#### [WORK TO DO]
In the article on Brian McAlinden, which team did Armagh play in his first inter-county appearance?

#### [PAGE EXCERPT]
══════
= Brian McAlinden =

Irish Gaelic footballer

Brian McAlinden is an Irish Gaelic footballer who played as the goalkeeper in the 1977 All-Ireland Senior Football Championship Final. He is reputed to be the first goalkeeper to ever use placed kickouts.

==Playing career==
McAlinden played for the Sarsfields Football Club. He made his inter-county debut in 1975 and played until 1990, under manager Peter Makem. His first appearance was in a challenge match against Longford. Armagh lost the game, with McAlinden conceding several goals. McAlinden was featured in the squad in 1977 when they won the Ulster Senior Football Championship (SFC) final. They then faced Roscommon in the 1977 All-Ireland Senior Football Championship (SFC) semi-final, a game which went to a replay, which McAlinden's team won, sending them into the 1977 All-Ireland SFC Final. McAlinden made a save from John O'Gara that led him to receive an award for "Save of the Season". However, Dublin, the opponent in the final, won that game.

McAlinden would win three Ulster SFC titles before retiring in 1990.

In addition to his inter-county and club involvement, McAlinden played for Ulster in the Railway Cup. He also played for Ireland in the International Rules Series.

He played once for Glenavon against Larne in the Irish League, a game in which his team was defeated by a score of 4–2. He was named as the fifth greatest footballer never to have received a All Star Award.

==Managerial career==
After his retirement, McAlinden began his management career with Sarsfields. McAlinden quit the role at the end of 1995.

He was appointed joint-manager of his county team from 1995 until 2001, with the help of Brian Canavan, who had retired from Armagh around the same time as McAlinden. They were known as "The Two Brians". Canavan was asked first but would only accept if McAlinden was alongside him. McAlinden was not keen to be involved so soon after finishing with Sarsfields, but Canavan was a close friend, so he accepted.

During this time, Armagh defeated Down in the 1999 Ulster SFC Final. When victory was assured, Oisín McConville tried to chip Down keeper Mickey McVeigh, and McVeigh collected the ball in his arms. McAlinden was furious at McConville for this piece of showmanship and had an argument with him afterward. The win, though, meant they had a game at Croke Park; Armagh lost, however.
══════
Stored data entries

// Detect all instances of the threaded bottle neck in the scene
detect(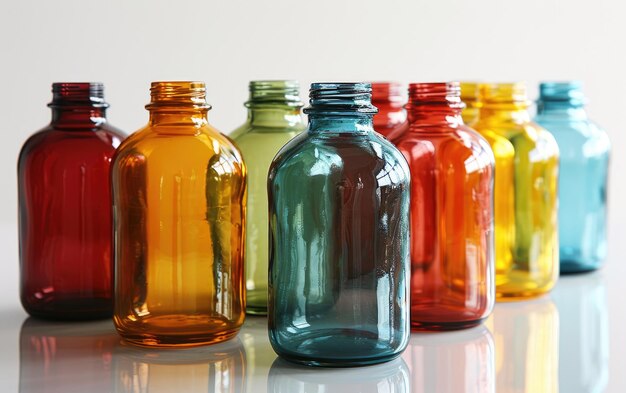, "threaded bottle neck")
[245,80,304,108]
[304,83,378,133]
[48,82,109,129]
[537,81,587,112]
[406,82,464,129]
[146,81,211,112]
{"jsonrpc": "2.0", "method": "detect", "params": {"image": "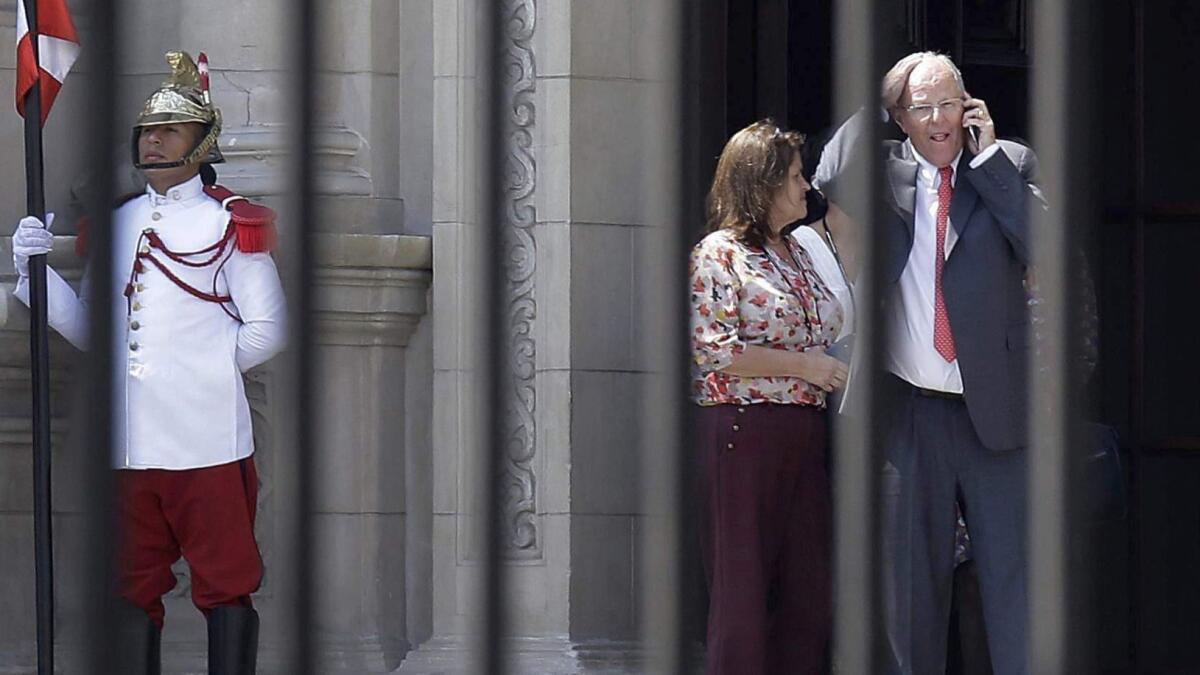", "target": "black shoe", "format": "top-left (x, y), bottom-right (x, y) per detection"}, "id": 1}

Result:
══════
#### [OUTPUT]
Longford, in a challenge match.